- _Aim of the task_:
Rewrite every row below as a JSON list of strings, with one string per line and no blank lines.

- _Input records_:
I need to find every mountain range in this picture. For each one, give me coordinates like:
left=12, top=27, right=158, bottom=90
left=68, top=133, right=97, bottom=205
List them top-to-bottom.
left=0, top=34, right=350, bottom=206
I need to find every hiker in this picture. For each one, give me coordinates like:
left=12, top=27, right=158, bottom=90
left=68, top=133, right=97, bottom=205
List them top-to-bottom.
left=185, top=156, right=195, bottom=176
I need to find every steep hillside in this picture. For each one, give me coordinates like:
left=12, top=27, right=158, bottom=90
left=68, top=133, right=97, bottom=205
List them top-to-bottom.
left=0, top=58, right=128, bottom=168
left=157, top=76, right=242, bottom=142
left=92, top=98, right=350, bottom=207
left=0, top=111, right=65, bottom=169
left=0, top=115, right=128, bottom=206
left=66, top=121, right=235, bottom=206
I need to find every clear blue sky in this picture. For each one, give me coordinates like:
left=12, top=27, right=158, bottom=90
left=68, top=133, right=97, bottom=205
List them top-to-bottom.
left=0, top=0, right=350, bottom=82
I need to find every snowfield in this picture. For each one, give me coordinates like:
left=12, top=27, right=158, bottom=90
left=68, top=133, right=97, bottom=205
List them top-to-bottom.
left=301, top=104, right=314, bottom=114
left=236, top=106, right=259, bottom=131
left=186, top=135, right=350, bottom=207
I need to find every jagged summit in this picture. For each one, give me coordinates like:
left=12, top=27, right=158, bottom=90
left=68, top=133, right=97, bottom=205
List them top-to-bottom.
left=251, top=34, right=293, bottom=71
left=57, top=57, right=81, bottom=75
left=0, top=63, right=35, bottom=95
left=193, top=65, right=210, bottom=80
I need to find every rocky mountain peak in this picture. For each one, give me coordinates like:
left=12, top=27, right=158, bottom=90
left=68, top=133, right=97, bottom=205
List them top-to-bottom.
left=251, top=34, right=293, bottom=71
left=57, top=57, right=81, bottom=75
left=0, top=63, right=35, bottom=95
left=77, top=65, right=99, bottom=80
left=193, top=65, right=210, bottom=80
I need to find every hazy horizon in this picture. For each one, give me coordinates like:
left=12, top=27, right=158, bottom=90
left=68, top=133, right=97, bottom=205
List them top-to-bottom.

- _The result_:
[
  "I need to find every mountain range in this picture. For each one, give me coordinates like:",
  "left=12, top=27, right=158, bottom=90",
  "left=68, top=133, right=97, bottom=205",
  "List them top-to-bottom.",
  "left=0, top=34, right=350, bottom=206",
  "I need to find every hiker in this picture. For each one, give me coordinates like:",
  "left=12, top=27, right=158, bottom=90",
  "left=68, top=133, right=97, bottom=205",
  "List them top-to-bottom.",
  "left=185, top=156, right=195, bottom=176",
  "I need to find every steep hillside in this picture. For each one, give me coordinates like:",
  "left=12, top=27, right=158, bottom=90",
  "left=68, top=133, right=97, bottom=205",
  "List them top-to-bottom.",
  "left=0, top=58, right=128, bottom=168",
  "left=157, top=76, right=242, bottom=142",
  "left=92, top=98, right=350, bottom=207",
  "left=0, top=111, right=65, bottom=169",
  "left=0, top=115, right=128, bottom=206",
  "left=66, top=121, right=235, bottom=206",
  "I need to find every clear blue sky in this picture. For each one, give me coordinates like:",
  "left=12, top=27, right=158, bottom=90",
  "left=68, top=133, right=97, bottom=205",
  "List them top-to-bottom.",
  "left=0, top=0, right=350, bottom=82",
  "I need to find every snowfield in this picture. For each one, give me coordinates like:",
  "left=12, top=27, right=158, bottom=90",
  "left=68, top=133, right=97, bottom=205",
  "List them top-to-bottom.",
  "left=301, top=104, right=314, bottom=114",
  "left=236, top=106, right=259, bottom=131",
  "left=186, top=135, right=350, bottom=207",
  "I need to find every jagged summit in this picture. For each one, give me coordinates like:",
  "left=12, top=27, right=158, bottom=90",
  "left=68, top=133, right=97, bottom=205",
  "List them top-to-bottom.",
  "left=251, top=34, right=293, bottom=71",
  "left=57, top=57, right=81, bottom=75",
  "left=0, top=63, right=35, bottom=95",
  "left=193, top=65, right=210, bottom=80",
  "I need to find every rocky mountain peak in this picture. For each one, give me coordinates like:",
  "left=12, top=27, right=158, bottom=90",
  "left=68, top=133, right=97, bottom=205",
  "List them top-to-bottom.",
  "left=251, top=34, right=293, bottom=71",
  "left=57, top=57, right=81, bottom=75",
  "left=0, top=63, right=35, bottom=95",
  "left=77, top=65, right=99, bottom=80",
  "left=193, top=65, right=210, bottom=80",
  "I need to find every hazy horizon in this picture. For each one, give me coordinates like:",
  "left=12, top=27, right=158, bottom=90",
  "left=68, top=133, right=97, bottom=205",
  "List them top-to-bottom."
]